§ **Activités**
#1 D'après le texte sur la valeur écologique des forêts périphériques, quand l'orchidée Platanthera shriveri a-t-elle été découverte dans la forêt Château-Bigot ?
#2 Indiquez si chacune des affirmations suivantes concorde avec le texte sur la valeur écologique des forêts périphériques, en citant les mots qui tranchent.
(a) Un inventaire écologique a déjà été réalisé dans ces forêts périphériques.
(b) L'Ostryer de Virginie porte aussi le nom de Bois de fer.
(c) La découverte du spécimen d'orchidée a été signalée au CDPNQ.
#3 Prolongez le texte sur la valeur écologique des forêts périphériques à partir de sa dernière phrase.

4.2 La valeur écologique de ces forêts

À notre connaissance, aucun inventaire écologique n’a été fait dans ces forêts périphériques. On n’y a pas recensé les diverses formes de vie. Il y a peut-être des espèces rares qui vont disparaître de la ville si l’on détruit leur habitat. Pour démontrer la vastitude de l’absence de données écologiques sur ces boisés périphériques, voici une anecdote. Depuis la mobilisation citoyenne engagée pour la protection de la forêt Château-Bigot, ce boisé est de plus en plus fréquenté, notamment des amateurs et des spécialistes des sciences naturelles. Notre organisation reçoit diverses informations concernant les espèces qui y vivent. Des citoyens ont notamment observés des espèces peu communes comme l’Ostryer de Virginie, aussi appelé Bois de fer. C’est une espèce qui pousse plus au sud et sa présence est rare à cette latitude. Mais l’observation la plus frappante est la découverte, dans la forêt ChâteauBigot, à l’été 2017 de la plantanthère de Chriver (Platanthera shriveri), une orchidée tellement rare qu’elle n’avait pas été recensée par Marie-Victorin dans la Flore Laurentienne. Globalement, cette espèce possède le statut de rare et menacée dans tous les états américains où elle a été évaluée. Selon un expert consulté, M. Sylvain Beauséjour, il y a très peu de spécimens qui ont été observés au Québec. Selon lui, le spécimen observé dans la forêt Château-Bigot serait l’un des plus beau ! Cette orchidée est tellement rare au Québec que le ministère du Développement Durable, de l’Environnement et de la Lutte contre les changements climatiques (MDDELCC) ne l’a pas encore analysée ! La découverte de ce spécimen a d’ailleurs été déclarée au Centre de données sur le patrimoine naturel du Québec (CDPNQ). Si un spécimen a été identifié dans ce secteur, il est fort possible que d’autres individus puissent être localisés dans le secteur. La destruction d’une telle colonie de plantes rares constitue à lui seul un crime environnemental !

§ **Données fournies**
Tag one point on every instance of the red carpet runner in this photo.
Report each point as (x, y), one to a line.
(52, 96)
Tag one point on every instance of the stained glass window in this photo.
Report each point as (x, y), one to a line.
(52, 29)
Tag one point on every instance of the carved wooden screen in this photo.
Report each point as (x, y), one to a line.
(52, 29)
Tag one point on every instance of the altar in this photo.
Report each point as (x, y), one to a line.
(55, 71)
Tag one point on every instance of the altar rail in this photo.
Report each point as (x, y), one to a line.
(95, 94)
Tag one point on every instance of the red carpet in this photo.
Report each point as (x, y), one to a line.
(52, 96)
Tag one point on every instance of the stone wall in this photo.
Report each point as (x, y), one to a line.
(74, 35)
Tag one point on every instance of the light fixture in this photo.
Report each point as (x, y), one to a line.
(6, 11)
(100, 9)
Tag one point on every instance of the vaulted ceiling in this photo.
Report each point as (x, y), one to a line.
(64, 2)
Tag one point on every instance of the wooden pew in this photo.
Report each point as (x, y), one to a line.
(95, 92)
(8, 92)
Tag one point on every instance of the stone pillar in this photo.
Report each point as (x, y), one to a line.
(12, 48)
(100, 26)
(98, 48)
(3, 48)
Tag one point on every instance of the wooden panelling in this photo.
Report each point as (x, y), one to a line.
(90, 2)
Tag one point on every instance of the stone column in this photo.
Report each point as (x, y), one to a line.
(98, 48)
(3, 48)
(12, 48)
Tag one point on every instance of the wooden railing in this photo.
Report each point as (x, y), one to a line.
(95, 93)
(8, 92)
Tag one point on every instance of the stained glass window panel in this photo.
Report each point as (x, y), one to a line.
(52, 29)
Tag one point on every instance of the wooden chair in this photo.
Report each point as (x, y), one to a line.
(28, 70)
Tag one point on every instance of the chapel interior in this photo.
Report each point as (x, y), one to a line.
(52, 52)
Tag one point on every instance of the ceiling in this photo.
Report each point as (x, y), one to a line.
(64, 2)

§ **Réponses rédigées**
#1 À l'été 2017.

#2
(a) Non : « aucun inventaire écologique n’a été fait dans ces forêts périphériques ».
(b) Oui : « l’Ostryer de Virginie, aussi appelé Bois de fer ».
(c) Oui : « La découverte de ce spécimen a d’ailleurs été déclarée au Centre de données sur le patrimoine naturel du Québec (CDPNQ) ».

#3
Selon le principe de précaution adopté par le Gouvernement du Québec, par l’entremise de la Loi sur le développement durable, il faut s’abstenir de développer quand on n’a pas les informations scientifiques nécessaires pour prendre une décision éclairée. Comme on ne connaît pas le patrimoine écologique des forêts périphériques que l’on veut inclure dans la zone d’urbanisation, il faut absolument attendre d’avoir toutes les données en main afin d’évaluer quel est leur meilleur usage. Le dézonage actuel ne semble le résultat que des pressions des développeurs. Pour viser faire le développement durable de la ville de Québec, il ne faut pas céder aux pressions mais évaluer au cas par cas chacune des options qui sont offertes. Cela nécessite de documenter la valeur écologique des boisés en question et évaluer les différentes options de développement qui s’offrent. Dans certains cas, la protection pure et simple est probablement le meilleur usage. Dans d’autres cas, d’autres usages sont potentiellement adéquats. Ce n’est qu’une fois une analyse coût/bénéfice réalisée que les citoyens pourront se prononcer sur le dézonage.

5. Conséquences

Il y aura plusieurs conséquences irréversibles si les forêts périurbaines visées par le dézonage prévu dans le SAD sont déboisées et loties. L’importance d’y réfléchir et de bien analyser les impacts est primordiale. Voici une liste des principales conséquences relatives à la destruction des milieux boisés périurbains :

• Perte de capital naturel ;

• Risque accru d’inondation ;

• Réduction du contact enfant-nature avec les risques sur la santé ;

• Impact sur la santé humaine et sur la qualité de vie

• Diminution de la valeur foncière. Les citoyennes et les citoyens situés près de la forêt perdront jusqu’à 10 % de la valeur de leur propriété si cette forêt est lotie, selon une étude de la Ville de Montréal.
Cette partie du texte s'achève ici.